● **EXERCISE REQUIREMENTS**
Without the pictures, give the entries below again exactly as written.

● **MATERIAL FOR THIS EXERCISE**
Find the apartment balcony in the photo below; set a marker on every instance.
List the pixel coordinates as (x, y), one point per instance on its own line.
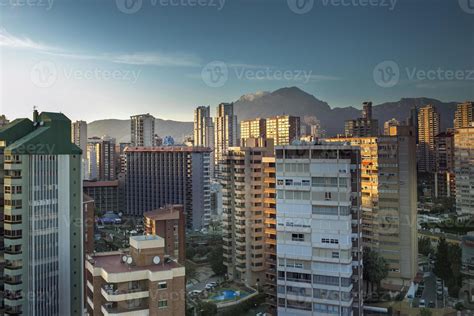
(110, 309)
(13, 310)
(111, 295)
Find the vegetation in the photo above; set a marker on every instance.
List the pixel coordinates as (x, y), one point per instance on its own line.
(425, 312)
(375, 268)
(424, 246)
(216, 259)
(244, 307)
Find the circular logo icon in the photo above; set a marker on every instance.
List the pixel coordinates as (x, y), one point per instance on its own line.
(467, 6)
(300, 6)
(44, 74)
(215, 74)
(386, 74)
(129, 6)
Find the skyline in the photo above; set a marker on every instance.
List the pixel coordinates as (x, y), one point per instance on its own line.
(119, 64)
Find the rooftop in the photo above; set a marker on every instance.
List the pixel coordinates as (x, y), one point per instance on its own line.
(90, 184)
(188, 149)
(112, 263)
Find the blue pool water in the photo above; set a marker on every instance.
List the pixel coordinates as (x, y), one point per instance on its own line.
(225, 295)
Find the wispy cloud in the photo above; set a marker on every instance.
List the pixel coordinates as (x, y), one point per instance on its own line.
(9, 40)
(134, 58)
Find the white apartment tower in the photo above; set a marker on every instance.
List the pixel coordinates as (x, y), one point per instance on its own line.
(319, 252)
(142, 130)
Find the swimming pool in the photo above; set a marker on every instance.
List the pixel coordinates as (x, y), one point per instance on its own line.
(227, 295)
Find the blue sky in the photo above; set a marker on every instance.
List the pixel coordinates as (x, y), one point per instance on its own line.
(90, 60)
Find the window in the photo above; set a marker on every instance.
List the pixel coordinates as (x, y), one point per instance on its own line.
(162, 285)
(297, 237)
(162, 304)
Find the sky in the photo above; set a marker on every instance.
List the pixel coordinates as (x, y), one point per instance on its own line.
(98, 59)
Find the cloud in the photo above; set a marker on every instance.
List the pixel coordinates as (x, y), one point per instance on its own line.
(9, 40)
(134, 58)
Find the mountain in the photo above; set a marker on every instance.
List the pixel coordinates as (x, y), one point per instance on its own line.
(291, 100)
(120, 129)
(297, 102)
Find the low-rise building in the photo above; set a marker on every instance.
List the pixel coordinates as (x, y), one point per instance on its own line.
(143, 281)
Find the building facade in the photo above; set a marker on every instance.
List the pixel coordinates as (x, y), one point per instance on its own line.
(157, 176)
(101, 158)
(463, 115)
(141, 281)
(106, 195)
(444, 182)
(428, 128)
(41, 178)
(226, 133)
(142, 130)
(464, 172)
(389, 197)
(243, 218)
(255, 128)
(204, 135)
(364, 126)
(283, 129)
(319, 253)
(169, 223)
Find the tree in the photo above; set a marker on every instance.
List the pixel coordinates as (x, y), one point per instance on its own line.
(375, 268)
(442, 264)
(207, 309)
(216, 259)
(424, 246)
(425, 312)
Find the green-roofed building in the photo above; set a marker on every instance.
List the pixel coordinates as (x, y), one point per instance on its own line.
(40, 202)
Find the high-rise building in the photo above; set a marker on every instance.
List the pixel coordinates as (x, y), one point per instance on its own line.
(464, 115)
(428, 128)
(283, 129)
(467, 270)
(79, 135)
(269, 210)
(101, 158)
(389, 197)
(255, 128)
(140, 281)
(390, 127)
(444, 183)
(204, 135)
(106, 195)
(42, 198)
(225, 125)
(3, 120)
(243, 218)
(364, 126)
(157, 176)
(318, 230)
(169, 223)
(142, 130)
(463, 169)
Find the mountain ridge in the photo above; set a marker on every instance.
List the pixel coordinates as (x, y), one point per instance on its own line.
(287, 100)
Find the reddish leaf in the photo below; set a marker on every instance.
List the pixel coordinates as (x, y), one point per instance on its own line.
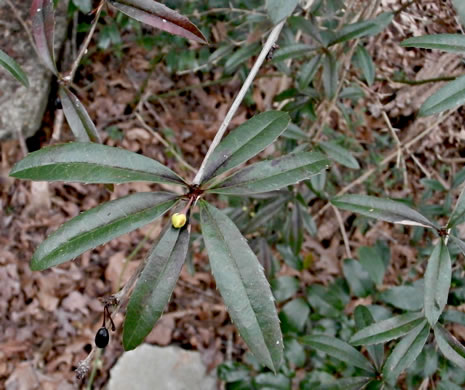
(159, 16)
(43, 25)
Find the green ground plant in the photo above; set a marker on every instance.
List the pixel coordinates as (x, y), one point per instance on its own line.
(269, 201)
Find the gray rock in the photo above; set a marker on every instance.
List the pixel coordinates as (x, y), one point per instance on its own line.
(154, 368)
(22, 109)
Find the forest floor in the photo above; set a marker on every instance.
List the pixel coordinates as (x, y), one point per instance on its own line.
(48, 319)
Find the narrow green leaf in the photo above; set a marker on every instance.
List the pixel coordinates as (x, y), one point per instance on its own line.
(91, 163)
(353, 383)
(383, 209)
(363, 61)
(155, 285)
(99, 225)
(294, 132)
(272, 175)
(330, 76)
(339, 154)
(449, 346)
(85, 6)
(372, 262)
(449, 96)
(458, 214)
(453, 316)
(159, 16)
(267, 213)
(294, 50)
(278, 10)
(79, 120)
(294, 315)
(240, 56)
(395, 296)
(459, 6)
(338, 349)
(437, 282)
(270, 381)
(43, 26)
(14, 68)
(307, 71)
(358, 279)
(387, 330)
(245, 142)
(243, 286)
(363, 318)
(284, 287)
(445, 42)
(308, 25)
(406, 352)
(364, 28)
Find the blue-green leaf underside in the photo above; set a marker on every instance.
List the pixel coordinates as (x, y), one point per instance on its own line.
(78, 119)
(245, 142)
(445, 42)
(437, 282)
(449, 346)
(406, 352)
(243, 286)
(13, 68)
(155, 285)
(449, 96)
(339, 350)
(387, 330)
(91, 163)
(383, 209)
(99, 225)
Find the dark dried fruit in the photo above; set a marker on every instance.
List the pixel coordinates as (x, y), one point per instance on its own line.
(102, 338)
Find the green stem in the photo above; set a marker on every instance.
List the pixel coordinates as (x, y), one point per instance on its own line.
(95, 364)
(420, 82)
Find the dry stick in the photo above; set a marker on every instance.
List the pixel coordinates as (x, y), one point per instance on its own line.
(240, 96)
(386, 160)
(82, 51)
(343, 232)
(345, 69)
(21, 20)
(165, 143)
(400, 163)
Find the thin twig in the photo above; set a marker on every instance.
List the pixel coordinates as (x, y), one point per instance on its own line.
(343, 232)
(22, 21)
(345, 69)
(82, 51)
(386, 160)
(165, 143)
(419, 82)
(240, 96)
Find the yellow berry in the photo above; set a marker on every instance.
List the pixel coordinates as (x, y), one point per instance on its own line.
(178, 220)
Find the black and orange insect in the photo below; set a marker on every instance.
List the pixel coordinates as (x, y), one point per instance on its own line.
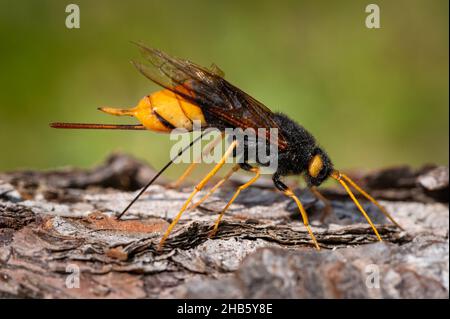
(194, 93)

● **OUTPUT OF THE TASK**
Find the apartment balcony in the photo below; set a marker on every instance.
List the pixel coordinates as (x, y), one point per instance on its own line.
(110, 309)
(13, 310)
(111, 295)
Find the vegetation in the photo above; set a marker on every instance.
List the pixel coordinates as (x, y), one point per instance on its own line.
(425, 312)
(375, 268)
(424, 246)
(216, 259)
(244, 307)
Find the circular logo icon in the photo above; set a marker on every instance.
List the pixel coordinates as (x, y), one point per instance on its own line.
(467, 6)
(300, 6)
(44, 74)
(215, 74)
(386, 74)
(129, 6)
Find the skyline in the photo above; set a marker on every instance.
List the pixel coordinates as (x, y), one point per instance on its own line.
(119, 64)
Find the rooftop in the photo above; set a marker on every instance.
List the pixel coordinates as (x, y), one point per instance on its own line.
(90, 184)
(188, 149)
(112, 263)
Find the blue pool water in the photo above; set a marker on every instance.
List the pixel coordinates as (x, y), one point per instance on its own line.
(225, 295)
Find the wispy cloud in the photo above; set a marker on every instance.
List the pixel coordinates as (x, y), one point per instance on its own line.
(9, 40)
(134, 58)
Find the white apartment tower in the photo above; set a marker on every instance.
List the pixel coordinates as (x, y), one point per instance on its own line.
(319, 252)
(142, 130)
Find the swimming pool in the photo above; set a marker on every instance.
List the pixel coordinates as (x, y), one point per instance on its own line.
(227, 295)
Find the blue sky in the photo above; set a marker on every instance.
List the pixel coordinates as (x, y), one point per instance on its own line.
(90, 60)
Find the window in the photo above; set a marker on every instance.
List the pixel coordinates as (x, y), one point per instance on its own line.
(162, 285)
(297, 237)
(162, 304)
Find the sky in the photo above; set a marker on every instance.
List the pixel coordinates as (x, y), one point per instance on its own line.
(98, 59)
Find the cloud in the photo above; set a marker on every instance.
List the pixel coordinates as (x, y), one point per instance on its own line.
(9, 40)
(134, 58)
Find the mountain in the photo above; set a marker on every instance.
List the pixel coordinates as (x, y), one point per instance on its own line.
(291, 100)
(120, 129)
(297, 102)
Find the low-rise building in the photo above; set a marker on every instance.
List the pixel coordinates as (x, y), one point per instance on its own line.
(143, 281)
Find the building facade in the photo above; set a marker on every instance.
List the pixel coordinates as (x, y), one point per instance on its own line.
(157, 176)
(101, 158)
(463, 115)
(141, 281)
(106, 195)
(444, 182)
(428, 128)
(41, 178)
(226, 133)
(142, 130)
(464, 172)
(389, 197)
(243, 218)
(255, 128)
(204, 135)
(364, 126)
(283, 129)
(319, 253)
(169, 223)
Find the tree in the photo above; set a marker on every instance.
List the pixel coordinates as (x, y), one point per instance on its own line.
(375, 268)
(442, 264)
(207, 309)
(216, 259)
(424, 246)
(425, 312)
Find the green-roofed building in the photo above; set a marker on every instance.
List the pixel coordinates as (x, y), one point per instance on its own line.
(40, 202)
Find the high-rise building in the photo above; set a marker on every instance.
List the pixel coordinates as (x, y), one point per instance on its own line.
(464, 115)
(428, 128)
(283, 129)
(467, 270)
(79, 135)
(269, 210)
(101, 158)
(389, 197)
(255, 128)
(140, 281)
(390, 127)
(444, 183)
(204, 135)
(106, 195)
(42, 198)
(225, 125)
(3, 120)
(243, 218)
(364, 126)
(157, 176)
(318, 230)
(169, 223)
(142, 130)
(463, 169)
Find the mountain ridge in the photo above; set a marker on every instance.
List the pixel coordinates as (x, y), one point per instance on its own line.
(287, 100)
Find the reddish leaf in the photo below; set a marker on every instance.
List the pixel coordinates as (x, y), one point per instance on its own line.
(159, 16)
(43, 25)
Find the green ground plant in the photo above; set a marker on every instance.
List the pixel coordinates as (x, y), one point per instance on its own line.
(269, 201)
Find the gray rock in the photo above; set a marker on every instance.
List the pixel coordinates as (x, y), one point per instance on its own line.
(154, 368)
(22, 109)
Find the forest floor in the photo above; set a marker on every instance.
List the pixel coordinates as (x, y), one point per instance on its own line.
(48, 319)
Find the narrow green leaf in the photo above; set a marker on every instance.
List the pixel coordinates as (x, y), one point per instance on its own line.
(91, 163)
(353, 383)
(383, 209)
(363, 61)
(155, 285)
(99, 225)
(294, 132)
(272, 175)
(330, 76)
(339, 154)
(449, 346)
(85, 6)
(372, 262)
(449, 96)
(458, 214)
(453, 316)
(159, 16)
(267, 213)
(294, 50)
(278, 10)
(79, 120)
(294, 315)
(240, 56)
(395, 296)
(459, 6)
(338, 349)
(437, 282)
(270, 381)
(43, 26)
(14, 68)
(307, 71)
(358, 279)
(387, 330)
(245, 142)
(243, 286)
(363, 318)
(284, 287)
(445, 42)
(308, 25)
(406, 352)
(364, 28)
Find the blue-green leaf underside in the photo above; set a marker on every instance.
List the pixel coordinates as (x, y), one point per instance on its own line.
(78, 119)
(245, 142)
(445, 42)
(437, 282)
(449, 346)
(406, 352)
(243, 286)
(13, 68)
(155, 285)
(449, 96)
(339, 350)
(387, 330)
(91, 163)
(383, 209)
(99, 225)
Find the dark dried fruit in the photo above; set a marker on every instance.
List the pixel coordinates as (x, y), one point per instance on its own line.
(102, 338)
Find the green stem in the photo above; set a marker on every instance.
List the pixel coordinates as (x, y), one point per instance on its own line.
(95, 364)
(420, 82)
Find the dry stick in the photo above; set a marker on every instance.
List the pixel coordinates as (x, y), one point per instance on its own line.
(240, 96)
(386, 160)
(82, 51)
(343, 232)
(345, 69)
(21, 20)
(165, 143)
(400, 163)
Find the thin twig in the photo above; set a marker on every instance.
List the pixel coordinates as (x, y), one point per instance on its own line.
(343, 232)
(22, 21)
(345, 69)
(82, 51)
(386, 160)
(165, 143)
(419, 82)
(240, 96)
Find the yellow berry in the photo above; set a marker on every instance.
List the pixel coordinates as (x, y), one point per instance on its own line.
(178, 220)
Find the black and orange insect in the photo below; set a marker on every instance.
List the pixel coordinates as (x, y), one point per instance on its own line.
(194, 93)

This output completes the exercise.